=== What the task requires ===
Continue the blog discussion of the 2008 bank bailouts and capitalism from the point where it stops.

=== Document passage ===
To be honest, I’ll be pleased if the politicians manage a transition to a multi-polar world without killing us all. But if they’re going to be transforming it anyway, it’d be nice to get a banking system oriented towards something other than profit. Fat fucking chance – but possibly worth making some noise over.


  1. praxis, it’s a great post. Thank you. For a more interesting read,I will skip the points with which I agree and get straight to the good stuff.

    Marx was a bit dopey really, as most ‘ground breaking’ thinkers are. He could clearly imagine a world socialism but struggled to see a world capatalism in the same gradiose manner. But that would not really fit his argument would it? I disagree strongly with your suggestion that captalism is over, it has simply moved on. It is not the nature or design of the capatlaist system for somthing to last indefinitley, but rather for it to grow, decay, die and finally be reborn to repeat the process. I really can’t agree with you or any other comentator that describes captalism as failing, or failing because of too much government intervention. It looks to me like it is working perfectly, or better put, as it is designed to work.

    Capatalism is quite transparent, you can be assured of its aims and if given a chance what it will do. I don’t consider that the UK government has socialised banking. It has simply restricted the private sector by insisting that the banks follow the rules. Mr Brown is heading up the most stupid government actions that have ever been undertaken. What is happening is just TAX, thats all nothing more. There is no knew banking paradigim, no new social responsibility, just more tax.

    This government and those of many western countries were presented with a wonderful opportunity to take control of their economies, something the UK has not had since the heights of the 19th century empire. Why didn’t they take it? I can only imagine they have another plan or they all a bunch of fuckwits. Maybe both.

    To truly make ammends for the mistakes a government must rest control of the money supply from the banks and restore this government only as well as take control of the internal supply and demand. I expect we will get this later, in a Euro superstate.

    Do I sound like a fascist?

    Comment by omgdidisaythat — October 13, 2008 @ 4:42 pm

  2. Hey – I keep promising myself not to keep commenting, but, you know… 🙂

    I didn’t at all mean to suggest that we’re seeing the end of capitalism. Not at all. We’re seeing the end of neoliberal capitalism – that’s it. And I agree about tax. I think that the co-ordinated bailouts are at best a holding pattern. You’ve got unreal value [subject to complicated provisos] created on the foundation of unreal demand [ditto] – consumption in the US, in the UK, across much of the developed world, has been driven to a substantial extent by debt as wages have stagnated, and the creation of this debt has been driven a lag in the orientation of the global economic system as economic and political power shifts away from the US. This is horribly simplistic, but I think it’s right. I stupidly put up a post last night suggesting that the Eurozone and UK plans wouldn’t do anything to stop the rot. Shareprices have soared today :-P, but I still think these plans are in the medium run… problematic. This money that ‘recapitalises’ banks has to come from somewhere – from borrowing, in the short term, then from currency depreciation, debt default, or tax. [Or you can print money – which… not so good.] If you increase tax to pay for the ‘solution’ to a crisis driven by lack of purchasing power, you’re heading into trouble unless you’re counting on huge economic growth – which again not so much. So… I can’t see this ending well.

=== Records shown ===
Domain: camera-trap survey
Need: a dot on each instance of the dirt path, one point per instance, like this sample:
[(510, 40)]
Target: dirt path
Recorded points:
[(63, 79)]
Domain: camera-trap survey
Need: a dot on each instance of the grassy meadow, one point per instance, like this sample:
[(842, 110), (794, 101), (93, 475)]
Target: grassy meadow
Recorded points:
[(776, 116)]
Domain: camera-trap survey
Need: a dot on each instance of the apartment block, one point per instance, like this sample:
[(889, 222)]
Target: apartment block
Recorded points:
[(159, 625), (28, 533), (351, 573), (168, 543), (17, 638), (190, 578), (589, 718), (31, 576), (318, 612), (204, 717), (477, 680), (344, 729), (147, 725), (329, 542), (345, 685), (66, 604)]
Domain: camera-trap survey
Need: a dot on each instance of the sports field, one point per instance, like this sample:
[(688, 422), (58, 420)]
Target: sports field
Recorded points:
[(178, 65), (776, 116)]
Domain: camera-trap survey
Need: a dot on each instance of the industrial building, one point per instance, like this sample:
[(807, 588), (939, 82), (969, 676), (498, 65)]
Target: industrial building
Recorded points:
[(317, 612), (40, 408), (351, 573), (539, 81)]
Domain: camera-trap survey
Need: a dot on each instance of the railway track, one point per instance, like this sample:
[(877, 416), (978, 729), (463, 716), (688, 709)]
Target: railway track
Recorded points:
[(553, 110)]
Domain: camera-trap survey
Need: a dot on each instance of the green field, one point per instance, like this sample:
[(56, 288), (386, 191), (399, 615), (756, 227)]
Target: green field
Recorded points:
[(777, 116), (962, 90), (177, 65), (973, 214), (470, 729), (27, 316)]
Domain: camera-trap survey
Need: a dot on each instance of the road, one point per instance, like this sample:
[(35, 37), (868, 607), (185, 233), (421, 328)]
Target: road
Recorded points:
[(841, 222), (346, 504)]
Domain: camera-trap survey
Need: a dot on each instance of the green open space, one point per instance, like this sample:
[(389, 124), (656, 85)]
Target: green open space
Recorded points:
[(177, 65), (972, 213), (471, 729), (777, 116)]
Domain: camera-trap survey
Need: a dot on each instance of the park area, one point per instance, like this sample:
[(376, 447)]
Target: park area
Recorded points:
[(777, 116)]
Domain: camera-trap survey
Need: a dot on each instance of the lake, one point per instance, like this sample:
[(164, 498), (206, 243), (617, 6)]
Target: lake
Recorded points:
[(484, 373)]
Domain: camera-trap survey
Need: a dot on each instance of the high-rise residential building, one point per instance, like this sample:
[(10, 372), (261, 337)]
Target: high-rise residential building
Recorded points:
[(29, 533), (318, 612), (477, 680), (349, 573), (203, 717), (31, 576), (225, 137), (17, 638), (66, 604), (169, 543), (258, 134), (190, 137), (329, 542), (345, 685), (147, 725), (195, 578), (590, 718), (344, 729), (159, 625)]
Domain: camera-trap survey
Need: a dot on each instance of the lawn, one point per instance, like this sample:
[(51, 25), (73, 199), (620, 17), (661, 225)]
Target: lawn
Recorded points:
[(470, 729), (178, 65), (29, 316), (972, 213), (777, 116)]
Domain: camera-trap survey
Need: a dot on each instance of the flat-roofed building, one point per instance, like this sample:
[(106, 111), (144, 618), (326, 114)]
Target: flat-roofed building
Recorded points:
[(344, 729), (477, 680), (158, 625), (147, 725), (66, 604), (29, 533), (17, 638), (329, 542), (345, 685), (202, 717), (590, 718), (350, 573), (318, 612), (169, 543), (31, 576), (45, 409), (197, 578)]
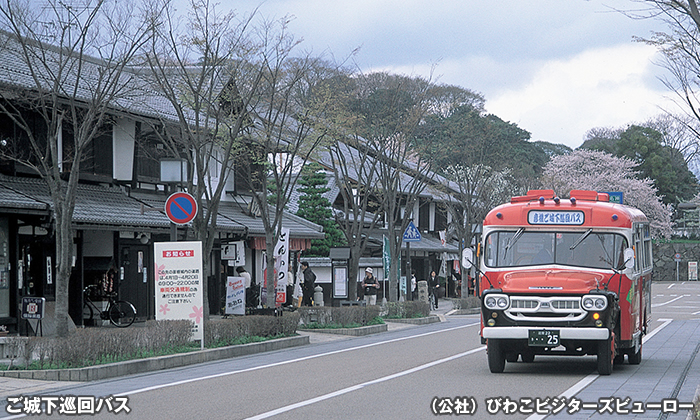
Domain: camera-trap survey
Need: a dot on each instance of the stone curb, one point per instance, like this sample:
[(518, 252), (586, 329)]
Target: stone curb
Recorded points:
[(415, 321), (111, 370), (359, 331)]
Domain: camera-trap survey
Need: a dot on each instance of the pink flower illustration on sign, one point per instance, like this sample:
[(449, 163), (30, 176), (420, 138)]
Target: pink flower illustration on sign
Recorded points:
[(197, 314), (164, 309), (158, 268)]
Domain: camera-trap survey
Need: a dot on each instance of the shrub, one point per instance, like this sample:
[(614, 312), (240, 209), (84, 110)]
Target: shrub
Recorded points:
[(223, 332), (341, 317), (93, 346), (408, 309)]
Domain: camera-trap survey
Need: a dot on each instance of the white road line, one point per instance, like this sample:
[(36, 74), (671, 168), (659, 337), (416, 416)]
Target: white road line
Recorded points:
[(362, 385), (580, 385), (301, 359), (666, 303)]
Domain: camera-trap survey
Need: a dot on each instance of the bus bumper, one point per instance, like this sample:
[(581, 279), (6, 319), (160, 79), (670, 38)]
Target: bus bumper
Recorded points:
[(565, 333)]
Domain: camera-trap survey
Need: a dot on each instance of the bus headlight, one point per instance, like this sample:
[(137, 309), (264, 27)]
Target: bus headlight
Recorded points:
[(594, 302), (496, 301)]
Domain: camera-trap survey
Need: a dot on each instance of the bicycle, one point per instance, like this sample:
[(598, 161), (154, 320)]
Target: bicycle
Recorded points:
[(119, 312)]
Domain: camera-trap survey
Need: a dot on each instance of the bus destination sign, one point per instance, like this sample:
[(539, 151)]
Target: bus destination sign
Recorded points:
[(543, 217)]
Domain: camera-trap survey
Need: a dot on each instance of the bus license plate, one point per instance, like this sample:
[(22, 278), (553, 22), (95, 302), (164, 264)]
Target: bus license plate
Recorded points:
[(546, 338)]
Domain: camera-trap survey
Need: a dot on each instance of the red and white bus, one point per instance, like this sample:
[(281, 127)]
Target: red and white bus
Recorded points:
[(564, 277)]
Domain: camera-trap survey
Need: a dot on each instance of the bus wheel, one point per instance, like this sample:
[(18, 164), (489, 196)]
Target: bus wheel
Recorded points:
[(635, 358), (605, 356), (497, 357)]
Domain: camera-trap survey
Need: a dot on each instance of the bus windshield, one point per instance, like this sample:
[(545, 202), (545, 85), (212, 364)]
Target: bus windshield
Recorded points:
[(581, 249)]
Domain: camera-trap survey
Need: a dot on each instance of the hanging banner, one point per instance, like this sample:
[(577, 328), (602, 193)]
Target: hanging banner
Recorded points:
[(235, 296), (386, 256), (178, 284), (281, 267)]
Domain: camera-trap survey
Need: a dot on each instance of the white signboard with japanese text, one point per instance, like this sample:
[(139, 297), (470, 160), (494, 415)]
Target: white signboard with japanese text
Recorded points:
[(178, 294), (692, 270), (235, 252), (235, 296)]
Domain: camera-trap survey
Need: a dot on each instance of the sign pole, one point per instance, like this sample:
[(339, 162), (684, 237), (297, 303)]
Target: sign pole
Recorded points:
[(408, 271)]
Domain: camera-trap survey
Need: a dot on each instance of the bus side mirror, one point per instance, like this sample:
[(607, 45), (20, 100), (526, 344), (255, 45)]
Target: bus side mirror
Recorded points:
[(629, 258), (468, 258)]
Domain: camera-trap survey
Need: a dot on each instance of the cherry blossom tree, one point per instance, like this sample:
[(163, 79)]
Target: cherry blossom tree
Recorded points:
[(600, 171)]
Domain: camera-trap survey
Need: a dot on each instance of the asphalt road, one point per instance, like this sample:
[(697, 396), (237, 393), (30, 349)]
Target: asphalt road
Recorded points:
[(403, 373)]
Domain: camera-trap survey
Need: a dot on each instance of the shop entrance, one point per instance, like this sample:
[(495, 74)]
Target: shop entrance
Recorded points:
[(135, 279)]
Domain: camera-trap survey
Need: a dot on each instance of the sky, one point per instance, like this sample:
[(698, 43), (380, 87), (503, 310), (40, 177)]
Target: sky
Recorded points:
[(556, 68)]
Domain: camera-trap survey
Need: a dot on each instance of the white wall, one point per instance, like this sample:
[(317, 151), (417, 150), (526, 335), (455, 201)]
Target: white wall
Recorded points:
[(98, 243), (123, 140)]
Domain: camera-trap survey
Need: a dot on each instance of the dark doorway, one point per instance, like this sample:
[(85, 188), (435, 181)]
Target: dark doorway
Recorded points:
[(136, 285)]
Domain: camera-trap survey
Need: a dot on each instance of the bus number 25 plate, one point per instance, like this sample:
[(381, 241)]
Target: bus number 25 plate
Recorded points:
[(546, 338)]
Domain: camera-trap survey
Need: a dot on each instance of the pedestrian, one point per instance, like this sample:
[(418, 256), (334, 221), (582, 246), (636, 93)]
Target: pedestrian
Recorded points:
[(414, 284), (309, 284), (434, 285), (370, 285), (360, 291)]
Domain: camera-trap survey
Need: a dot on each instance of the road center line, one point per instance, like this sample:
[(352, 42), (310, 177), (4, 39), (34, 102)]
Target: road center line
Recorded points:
[(300, 359), (362, 385)]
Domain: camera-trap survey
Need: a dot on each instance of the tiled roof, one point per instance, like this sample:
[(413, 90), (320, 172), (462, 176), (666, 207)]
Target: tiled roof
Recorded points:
[(13, 200), (135, 97), (109, 207), (94, 205), (233, 217)]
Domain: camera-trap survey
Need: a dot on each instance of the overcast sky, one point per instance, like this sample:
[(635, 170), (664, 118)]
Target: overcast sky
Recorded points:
[(556, 68)]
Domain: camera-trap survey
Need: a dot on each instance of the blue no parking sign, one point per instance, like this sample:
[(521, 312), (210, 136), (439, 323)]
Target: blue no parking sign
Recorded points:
[(181, 208)]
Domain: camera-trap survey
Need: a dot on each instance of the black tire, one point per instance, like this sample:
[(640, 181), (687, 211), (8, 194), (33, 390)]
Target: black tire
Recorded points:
[(633, 357), (88, 315), (122, 314), (605, 357), (496, 356)]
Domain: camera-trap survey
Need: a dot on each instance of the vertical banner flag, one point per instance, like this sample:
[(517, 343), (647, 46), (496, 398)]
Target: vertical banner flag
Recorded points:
[(179, 283), (386, 256), (281, 267), (235, 296)]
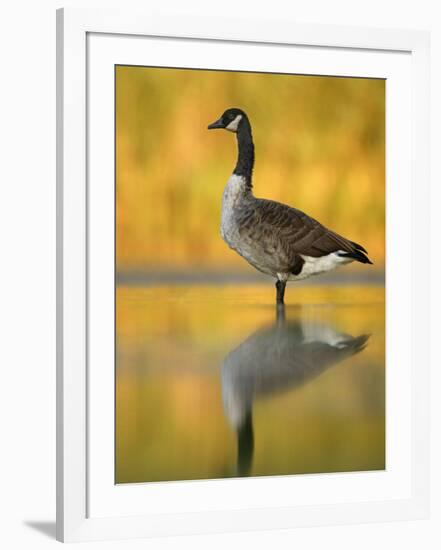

=== The answer ===
    On the other hand, I’m shockingly ignorant.

    As for fascism – I wouldn’t like to speculate about your political leanings. 😉 But of course fascism was a pretty direct response – and indeed solution, say what you like – to the interwar depression. So again, I get nervous. Particularly when Gordon Brown, say, starts using ‘anti-terror’ legislation to appropriate foreign assets.

    Low dishonest decade, who can live for long in a euphoric dream, etc.

    (And I don’t really think for a moment that Brown and Darling will actually start orienting UK banking towards benefiting customers. I just think it’s good to point out that there’s no particular reason why they shouldn’t.)

    Comment by praxis — October 13, 2008 @ 5:23 pm

  3. Oh – and also, I didn’t mean to criticise Marx himself by taking swipes at Lukacsian Marxism.

    Comment by praxis — October 13, 2008 @ 5:25 pm

  4. Thanks for the reply praxis, It’s good to discuss!

    I cannot see any particularly large amount of interbank lending going on until they come clean about CDS. And god that is going to be an even bigger mess. The main thing Brown needs to do is stop repo’s and defaults. If he cannot do that, it is going to be a god almight disaster when the hedge funds start asking for payments from CDS.

    Anyway, I dislike fascism hugely, yet everytime I open my mouth I seem to talking more and more like one. Shocking!

    I shouldn’t worry about criticising Marx. I am sure that if he had attended university in the modern day he would struggled to get a third with those essays 😉

    Anyway, hope you have alot of gold stashed away, a boat or plane would be good too. See you in China 🙂

    Comment by omgdidisaythat — October 13, 2008 @ 6:10 pm

  5. Alas, no boats or planes. I’m just hoping that if the banks go under they take my debts with them. 🙂

    As for gold – that joke about the traders seems appropriate.

    Trader One: I’m pessimistic, I’m buying gold.
    Trader Two: That’s not pessimistic. I’m buying rice.

    Comment by praxis — October 13, 2008 @ 9:30 pm

  6. Ha ha ,, I am with trader two.

    Praxis I will add your blog to my favorites and drop by again.


    Comment by omgdidisaythat — October 13, 2008 @ 10:03 pm

  7. […] perceived lack might come from the sort of smuggled assumption to which Praxis draws attention in a recent post – the assumption that a theory of the forms of government or power must take the form of a theory […]

    Pingback by » Fragment on State “Intervention” — October 14, 2008 @ 2:46 am

  8. ‘conflicting or contradictory movements’ = the definition of totality, if we take Marx with fidelity.

    Comment by Chuckie K — October 14, 2008 @ 3:15 am

  9. Hey Mr CK. Yes – I don’t really mean to make snarks at Marx with this stuff. More at the way the category of totality’s wielded in some of Marxy stuff I’ve been reading. The slightly mysterious ‘NP’ tag is meant to flag that this post (and I’d imagine plenty of subsequent ones) is in dialogue with the reading of Marx N Pepperell’s outlining over at Rough Theory. Some of the latest posts there talk about how Marx understands contradiction. My beef’s more with how Lukacs and similar folk use totality.

    Comment by praxis — October 14, 2008 @ 12:46 pm

  10. I should be more explicit. I’m also aiming at the Lukacsian line and supporting you.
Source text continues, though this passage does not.